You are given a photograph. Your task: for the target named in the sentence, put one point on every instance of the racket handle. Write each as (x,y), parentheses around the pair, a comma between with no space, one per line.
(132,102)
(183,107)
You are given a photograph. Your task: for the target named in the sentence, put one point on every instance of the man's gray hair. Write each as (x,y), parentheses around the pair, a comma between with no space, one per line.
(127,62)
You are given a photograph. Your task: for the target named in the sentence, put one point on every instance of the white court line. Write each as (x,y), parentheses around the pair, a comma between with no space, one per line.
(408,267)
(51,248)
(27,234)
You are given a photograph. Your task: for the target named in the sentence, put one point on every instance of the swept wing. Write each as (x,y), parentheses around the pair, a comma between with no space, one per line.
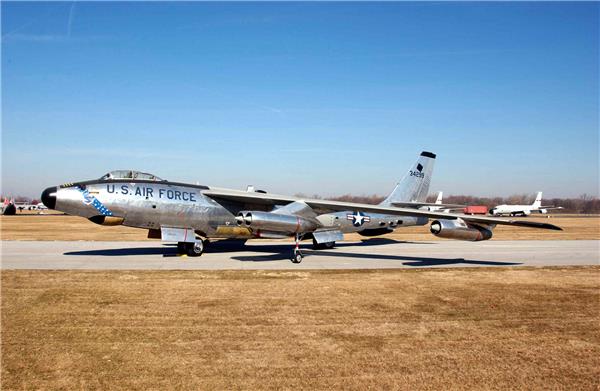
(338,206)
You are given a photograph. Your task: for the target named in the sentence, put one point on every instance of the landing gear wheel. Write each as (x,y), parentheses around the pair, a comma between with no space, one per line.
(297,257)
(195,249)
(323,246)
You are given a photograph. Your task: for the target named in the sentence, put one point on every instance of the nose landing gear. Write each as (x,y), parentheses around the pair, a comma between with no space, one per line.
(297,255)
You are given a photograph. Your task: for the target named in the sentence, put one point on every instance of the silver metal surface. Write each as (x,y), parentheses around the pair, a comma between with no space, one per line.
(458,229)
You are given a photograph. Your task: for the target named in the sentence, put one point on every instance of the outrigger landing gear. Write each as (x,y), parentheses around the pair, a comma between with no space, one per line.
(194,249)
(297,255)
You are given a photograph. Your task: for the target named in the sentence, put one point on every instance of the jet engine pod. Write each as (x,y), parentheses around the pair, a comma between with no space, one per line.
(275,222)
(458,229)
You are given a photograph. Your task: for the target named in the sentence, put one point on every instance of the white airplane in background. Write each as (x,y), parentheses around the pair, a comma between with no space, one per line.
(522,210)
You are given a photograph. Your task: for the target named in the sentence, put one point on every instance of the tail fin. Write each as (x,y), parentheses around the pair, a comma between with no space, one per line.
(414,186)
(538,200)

* * *

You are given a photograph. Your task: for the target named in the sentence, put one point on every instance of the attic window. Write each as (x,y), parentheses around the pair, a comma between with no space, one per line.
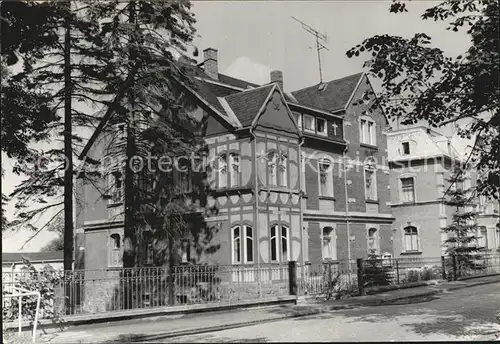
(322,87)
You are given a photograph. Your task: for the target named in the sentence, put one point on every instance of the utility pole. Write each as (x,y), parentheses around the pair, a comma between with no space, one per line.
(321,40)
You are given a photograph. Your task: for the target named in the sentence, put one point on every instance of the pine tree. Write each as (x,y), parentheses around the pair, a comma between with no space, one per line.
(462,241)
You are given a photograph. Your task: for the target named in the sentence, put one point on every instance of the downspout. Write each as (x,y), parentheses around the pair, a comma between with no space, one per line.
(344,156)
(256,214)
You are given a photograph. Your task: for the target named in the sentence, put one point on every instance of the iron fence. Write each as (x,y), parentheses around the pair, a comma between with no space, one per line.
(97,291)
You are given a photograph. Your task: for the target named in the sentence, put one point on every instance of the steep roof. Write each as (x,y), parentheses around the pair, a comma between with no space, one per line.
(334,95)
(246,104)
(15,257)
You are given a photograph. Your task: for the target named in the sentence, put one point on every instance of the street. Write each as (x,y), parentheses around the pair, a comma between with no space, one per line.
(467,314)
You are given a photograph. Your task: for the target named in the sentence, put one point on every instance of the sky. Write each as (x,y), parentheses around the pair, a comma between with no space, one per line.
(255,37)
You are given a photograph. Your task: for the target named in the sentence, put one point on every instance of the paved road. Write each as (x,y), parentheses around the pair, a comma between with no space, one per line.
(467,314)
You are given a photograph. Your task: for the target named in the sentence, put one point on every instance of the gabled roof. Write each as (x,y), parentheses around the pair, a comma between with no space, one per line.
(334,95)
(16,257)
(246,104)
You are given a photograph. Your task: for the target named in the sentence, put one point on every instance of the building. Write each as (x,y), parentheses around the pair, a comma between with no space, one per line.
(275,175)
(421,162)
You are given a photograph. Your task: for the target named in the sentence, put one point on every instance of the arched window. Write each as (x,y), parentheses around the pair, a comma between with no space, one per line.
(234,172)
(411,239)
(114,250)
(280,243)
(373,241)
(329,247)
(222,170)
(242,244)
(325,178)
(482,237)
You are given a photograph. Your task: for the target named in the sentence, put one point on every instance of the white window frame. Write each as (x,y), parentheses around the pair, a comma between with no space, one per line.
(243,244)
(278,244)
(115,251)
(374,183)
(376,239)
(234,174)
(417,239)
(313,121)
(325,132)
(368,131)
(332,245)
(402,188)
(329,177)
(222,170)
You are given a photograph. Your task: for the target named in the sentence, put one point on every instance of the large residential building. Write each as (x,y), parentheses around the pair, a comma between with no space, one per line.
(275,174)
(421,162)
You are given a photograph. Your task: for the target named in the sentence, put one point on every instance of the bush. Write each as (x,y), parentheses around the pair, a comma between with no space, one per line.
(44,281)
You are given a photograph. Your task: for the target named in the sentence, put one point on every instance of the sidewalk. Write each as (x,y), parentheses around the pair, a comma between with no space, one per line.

--

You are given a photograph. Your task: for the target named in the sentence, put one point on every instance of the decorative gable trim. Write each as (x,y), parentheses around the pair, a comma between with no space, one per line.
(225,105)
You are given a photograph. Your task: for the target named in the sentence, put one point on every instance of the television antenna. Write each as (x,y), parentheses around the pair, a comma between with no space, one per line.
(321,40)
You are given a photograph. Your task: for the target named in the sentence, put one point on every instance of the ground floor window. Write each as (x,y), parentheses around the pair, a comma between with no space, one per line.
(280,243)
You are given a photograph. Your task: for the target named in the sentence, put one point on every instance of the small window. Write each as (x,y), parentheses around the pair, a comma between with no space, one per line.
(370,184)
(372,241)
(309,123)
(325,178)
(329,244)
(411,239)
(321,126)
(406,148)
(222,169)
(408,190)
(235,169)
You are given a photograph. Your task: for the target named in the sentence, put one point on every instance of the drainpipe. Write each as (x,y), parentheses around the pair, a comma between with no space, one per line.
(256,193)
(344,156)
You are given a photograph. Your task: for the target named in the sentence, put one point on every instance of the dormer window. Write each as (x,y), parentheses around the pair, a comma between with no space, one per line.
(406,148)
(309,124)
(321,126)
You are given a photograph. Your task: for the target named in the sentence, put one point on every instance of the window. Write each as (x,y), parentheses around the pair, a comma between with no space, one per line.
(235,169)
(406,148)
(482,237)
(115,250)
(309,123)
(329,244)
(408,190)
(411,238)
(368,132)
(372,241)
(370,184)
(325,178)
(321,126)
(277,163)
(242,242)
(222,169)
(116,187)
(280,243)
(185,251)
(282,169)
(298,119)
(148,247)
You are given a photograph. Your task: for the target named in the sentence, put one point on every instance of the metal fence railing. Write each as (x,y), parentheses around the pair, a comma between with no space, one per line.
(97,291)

__What to work on__:
Look above for the line holding "of the building." and the line holding "of the sidewalk.", then output exactly those two lines and every line between them, nothing more.

__Result for this task__:
You are given a photograph. Your task: for the target named in the sentence, put one point on every instance of the building. Write each as (x,y), parentheses around the pair, a comma between with no space, one per line.
(275,175)
(421,162)
You are given a photograph. Your task: for the target named in the sentence, put one point on every instance of the arched window. Write each as (x,y), parentheses around the pair, a comma between with no space, one per line.
(234,172)
(411,239)
(114,250)
(280,243)
(373,241)
(329,247)
(222,170)
(242,244)
(325,178)
(482,237)
You are given a photograph. Your task: for the target named in the sentence, put one point on every instance of the white window frame. Write each as (x,y), parentheses around the pair, a comma between with no space, one per line.
(243,244)
(278,244)
(115,251)
(374,183)
(376,239)
(234,174)
(417,239)
(313,121)
(325,132)
(368,131)
(332,245)
(402,188)
(329,177)
(222,170)
You are given a photograph. Your task: for the target named in the sentence, put one point on every instance of the large residential building. Write each as (x,y), parentheses around the pair, a comma between with no space, one per line.
(275,174)
(421,162)
You are given a photograph. Your task: for the target named in the sentence, put one point on every instance of the bush. Write each as (x,y), parentheses around the pair, a comma between with no space, one per line.
(44,281)
You are given a photograph. Your task: for the target named in the sentence, put one point on every instance of the sidewalk. Write each as (x,y), parentheses around the pair, a comma between with no space, one per line.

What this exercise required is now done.